Aim of the exercise:
Copy out every item below word for word, without changing anything.

..........

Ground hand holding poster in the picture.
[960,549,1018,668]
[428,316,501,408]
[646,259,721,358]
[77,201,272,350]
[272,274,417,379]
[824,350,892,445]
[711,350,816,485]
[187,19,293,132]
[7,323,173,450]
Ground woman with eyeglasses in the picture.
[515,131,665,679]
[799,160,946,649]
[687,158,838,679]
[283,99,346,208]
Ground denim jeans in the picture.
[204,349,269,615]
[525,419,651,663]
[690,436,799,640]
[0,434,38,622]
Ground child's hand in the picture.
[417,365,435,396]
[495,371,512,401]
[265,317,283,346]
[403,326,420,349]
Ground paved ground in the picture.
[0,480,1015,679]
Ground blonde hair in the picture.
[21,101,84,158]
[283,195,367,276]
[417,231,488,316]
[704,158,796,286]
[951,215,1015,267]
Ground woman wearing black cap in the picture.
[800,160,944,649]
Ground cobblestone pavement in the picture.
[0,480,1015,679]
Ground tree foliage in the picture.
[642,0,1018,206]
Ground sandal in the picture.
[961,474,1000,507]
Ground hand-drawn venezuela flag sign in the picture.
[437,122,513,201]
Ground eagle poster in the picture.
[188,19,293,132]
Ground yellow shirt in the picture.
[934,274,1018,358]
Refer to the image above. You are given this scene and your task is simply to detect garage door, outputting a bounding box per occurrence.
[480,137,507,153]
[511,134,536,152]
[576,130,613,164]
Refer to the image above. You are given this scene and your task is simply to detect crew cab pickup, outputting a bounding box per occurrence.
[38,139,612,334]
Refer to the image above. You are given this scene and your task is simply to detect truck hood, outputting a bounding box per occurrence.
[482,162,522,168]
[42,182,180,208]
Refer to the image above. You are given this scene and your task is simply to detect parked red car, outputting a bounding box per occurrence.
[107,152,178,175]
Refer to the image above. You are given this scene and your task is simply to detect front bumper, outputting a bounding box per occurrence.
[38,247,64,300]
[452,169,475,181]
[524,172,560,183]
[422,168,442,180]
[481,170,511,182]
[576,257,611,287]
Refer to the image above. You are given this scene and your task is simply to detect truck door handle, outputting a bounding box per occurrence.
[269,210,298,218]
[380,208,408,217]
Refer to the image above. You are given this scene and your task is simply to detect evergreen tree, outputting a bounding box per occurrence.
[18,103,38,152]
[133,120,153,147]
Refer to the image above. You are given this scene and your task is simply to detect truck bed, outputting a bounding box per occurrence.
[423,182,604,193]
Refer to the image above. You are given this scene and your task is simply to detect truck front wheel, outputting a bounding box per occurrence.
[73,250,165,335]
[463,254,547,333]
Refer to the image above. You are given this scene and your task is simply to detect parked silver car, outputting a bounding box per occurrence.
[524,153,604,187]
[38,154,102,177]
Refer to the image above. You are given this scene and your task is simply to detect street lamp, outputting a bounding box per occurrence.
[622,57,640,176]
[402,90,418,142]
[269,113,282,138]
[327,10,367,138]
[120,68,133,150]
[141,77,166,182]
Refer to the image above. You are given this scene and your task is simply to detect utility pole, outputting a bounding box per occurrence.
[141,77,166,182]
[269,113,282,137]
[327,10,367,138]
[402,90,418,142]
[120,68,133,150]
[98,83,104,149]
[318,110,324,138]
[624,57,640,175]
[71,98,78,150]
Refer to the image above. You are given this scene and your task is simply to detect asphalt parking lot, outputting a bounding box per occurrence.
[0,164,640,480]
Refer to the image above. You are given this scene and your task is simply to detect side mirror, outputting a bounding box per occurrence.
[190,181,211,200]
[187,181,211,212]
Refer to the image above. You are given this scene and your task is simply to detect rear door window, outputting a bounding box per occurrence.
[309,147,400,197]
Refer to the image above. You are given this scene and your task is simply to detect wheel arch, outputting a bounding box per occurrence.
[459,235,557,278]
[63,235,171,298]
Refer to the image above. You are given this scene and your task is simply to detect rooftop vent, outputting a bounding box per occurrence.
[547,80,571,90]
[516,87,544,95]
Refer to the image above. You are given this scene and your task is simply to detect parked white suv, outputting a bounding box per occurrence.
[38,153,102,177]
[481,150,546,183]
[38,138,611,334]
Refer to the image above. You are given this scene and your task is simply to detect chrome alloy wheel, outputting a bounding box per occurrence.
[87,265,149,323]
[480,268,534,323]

..........

Written reply:
Ground hand holding poster in the picture.
[960,549,1018,668]
[428,316,501,408]
[646,259,721,358]
[77,201,272,350]
[272,274,417,379]
[824,350,892,445]
[711,350,816,485]
[187,19,293,132]
[7,323,173,450]
Ground woman with eyeglasses in the picture.
[515,131,665,679]
[799,160,946,649]
[687,158,838,679]
[283,99,346,208]
Ground denim jeans in the picture.
[204,349,269,615]
[525,419,651,663]
[690,436,799,640]
[0,434,38,622]
Ground child's hand in the picture.
[417,365,435,396]
[495,371,512,401]
[265,317,283,346]
[403,326,420,349]
Ground paved ground in the picture.
[0,480,1015,679]
Ground blonde hair in the picture.
[21,101,84,158]
[283,195,367,276]
[417,231,488,316]
[704,158,796,286]
[951,215,1015,267]
Ground woman wearing black cap in the picture.
[800,160,944,649]
Ground cobblestone pavement in the picture.
[0,480,1015,679]
Ground tree foliage in the picture.
[642,0,1018,206]
Ground sandal in the picture.
[961,474,1000,507]
Ground hand-drawn venezuela flag sign in the picture.
[437,122,513,201]
Ground eagle poster in the picture.
[188,19,293,132]
Ground yellow shirt in the picture.
[934,274,1018,358]
Refer to the image above. You are given this scene and your task is simply to detect garage door, outputting a bounding box per occurrence.
[480,137,507,153]
[511,134,536,152]
[576,130,613,164]
Refer to the image above. You are given this scene and your task is simply to detect crew cab pickup, outputting a bounding box per occurrence.
[38,139,612,334]
Refer to the image above. You are given this scene and your task is simply to detect truck hood, outputting a bounding box per occurrence.
[482,162,522,168]
[42,182,180,208]
Refer to the image above. You are given this scene and your task is simply to detect parked red car, outputting a bounding box per occurrence.
[107,152,178,175]
Refer to the image above. You are given this scene and your task is simply to detect front bumper, outputting a bounding box per occurrence.
[38,247,64,300]
[452,169,475,181]
[524,172,560,183]
[422,168,442,180]
[481,170,511,182]
[576,257,611,287]
Refer to the image above. You are given this scene and your task is simply to detect truck door handle, outputting a bounding box per occurrence.
[269,210,298,218]
[380,208,408,217]
Refer to the image above. You are given this scene and your task is simply to detect evergreen tree, outputting a bounding box per occurrence.
[18,103,38,152]
[133,120,153,147]
Refer to the image above. You are given this scene and your task is simply to detect truck bed, outputting a bounding box per occurrence.
[423,182,604,193]
Refer to the image above. You are given this scene and your task is simply to detect truck front wheel, outputting a bounding box per occurrence.
[73,250,165,335]
[463,254,547,333]
Refer to the image above. You are given this scene and your task is simply to detect parked silver car, outputting a bounding box per occurrence.
[524,153,604,187]
[38,154,102,177]
Refer to the image above. You are given this scene and your task is simply to detect street lamp, outputting a bounding box per occurrence.
[622,57,640,176]
[402,90,418,142]
[269,113,282,138]
[327,10,367,138]
[120,68,133,150]
[141,77,166,182]
Refer to the image above. You are given this scene and your task is simply to detect utility pole, outputting a bounding box per occurrence.
[141,77,166,182]
[269,113,282,137]
[327,10,367,138]
[402,90,418,142]
[120,68,133,150]
[98,83,104,149]
[318,110,324,138]
[624,57,640,175]
[71,98,78,150]
Refer to the image above. You are given this scene and your task is simply to detect asphalt parking lot, outputting a bounding box per occurrence.
[0,164,640,480]
Refer to the image above. You are given this scene and your task is simply to detect side mirror, outputting a bounding box per occurrence.
[190,181,211,200]
[187,181,211,212]
Refer to the image above. You are given this scene and your task is simply to detect rear door window, outputting a bounding box per occurrence.
[309,147,400,197]
Refer to the image above. You are given this scene and your task is simply to detect wheel arch, outputting a bounding box per occurrence.
[459,235,557,278]
[63,235,171,298]
Refer to the image above. You are given this scene and your task is simply to detect rooftop vent, outputting a bounding box per occurrence.
[547,80,571,90]
[516,87,544,95]
Refer to the image above. You are given this scene and your task is simply to detect parked white suv, outputting a bounding box per occurrence.
[38,153,102,177]
[481,150,546,183]
[38,138,611,334]
Refer to the image above. You are given this scene and your task is simply to detect chrome alloy wheel, outputting a bounding box per occurrence.
[87,265,149,323]
[480,268,534,323]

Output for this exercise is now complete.